§ **EXCERPT PROVIDED**
I'm in a bit of a trouble here, so I'm turning to someone who hopefully can give me some hints :)
Especially other women/men who are around 40 years of age.

Anyway:

I met a woman at work. She's turning 40 in a couple of weeks, I'm 29.

The main problem is, I've been a shy guy up until age 27 or so. Then I started working in a big workplace with about 85% women (I'm not exaggerating) and eventually got to know a lot of women all ages.
My confidence exploded and she began noticing me.
But that change didn't come naturally over the years. It feels like it just happened too fast, over night. It doesn't feel right.

I have never been out with someone so much older than me. I'm trying to keep my calm, but honestly she's scaring the crap out of me.
She obviously have a lot more experience than me, both in life and in relationships. She was most likely in and out of many relationships and probably been hurt by men more than once.
And while I did have girlfriends before, I don't nearly have enough experience to measure up to her.

I'm not out for sex only. She's everything a woman can be. Strong, intelligent, self sufficient, beautiful, sexy, responsible and has no time to waste on guys who are not worth her time.

It's just a lunch, not a date.
Although I'm pretty sure she knows I didn't ask her to eat lunch with me because I wanted to talk about work.

§ **AIM A**
In the post about the older coworker, what share of the workplace does the writer say is women?
§ **AIM B**
Set down word for word the part of the post about the older coworker starting with "I'm not out" and going on through "worth her time.".
§ **AIM C**
Write the next part of the post about the older coworker, picking up after its final sentence.
The data after this point is separate material, unrelated to the post about the older coworker.

§ **PROVIDED DATA**
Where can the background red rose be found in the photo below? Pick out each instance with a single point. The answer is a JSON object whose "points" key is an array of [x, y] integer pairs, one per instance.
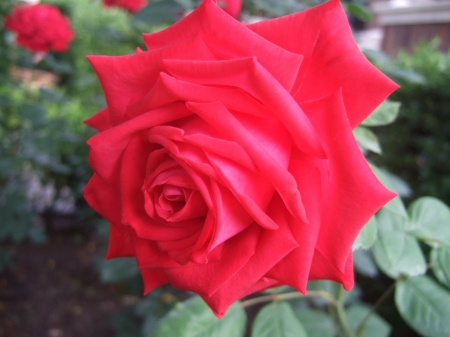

§ **TASK ANSWER A**
About 85%.

§ **TASK ANSWER B**
I'm not out for sex only. She's everything a woman can be. Strong, intelligent, self sufficient, beautiful, sexy, responsible and has no time to waste on guys who are not worth her time.

§ **TASK ANSWER C**
But I'm not sure she knows that it's anything more but a friendly lunch.
So I need to give her a hint that I'm interested in more than just eating lunch with her now and then. And that without sounding too aggressive and needy or just wanting to sleep with her. I know that she will ditch me pretty quickly if I do something wrong. And there won't be a second chance.

I'm a pretty dominant, straight to the point type of guy. My previous girlfriends were all way younger than me, and I just ran over them and grew really bored of their constant need and us not being able to have an intelligent, mature conversation.
But now I met someone I can't run over, she's like a wall standing tall and I'm like "wait, what?". She's not just being able to keep up, she's able to tickle my imagination and make me think.
The more I talk to her the more I get impressed.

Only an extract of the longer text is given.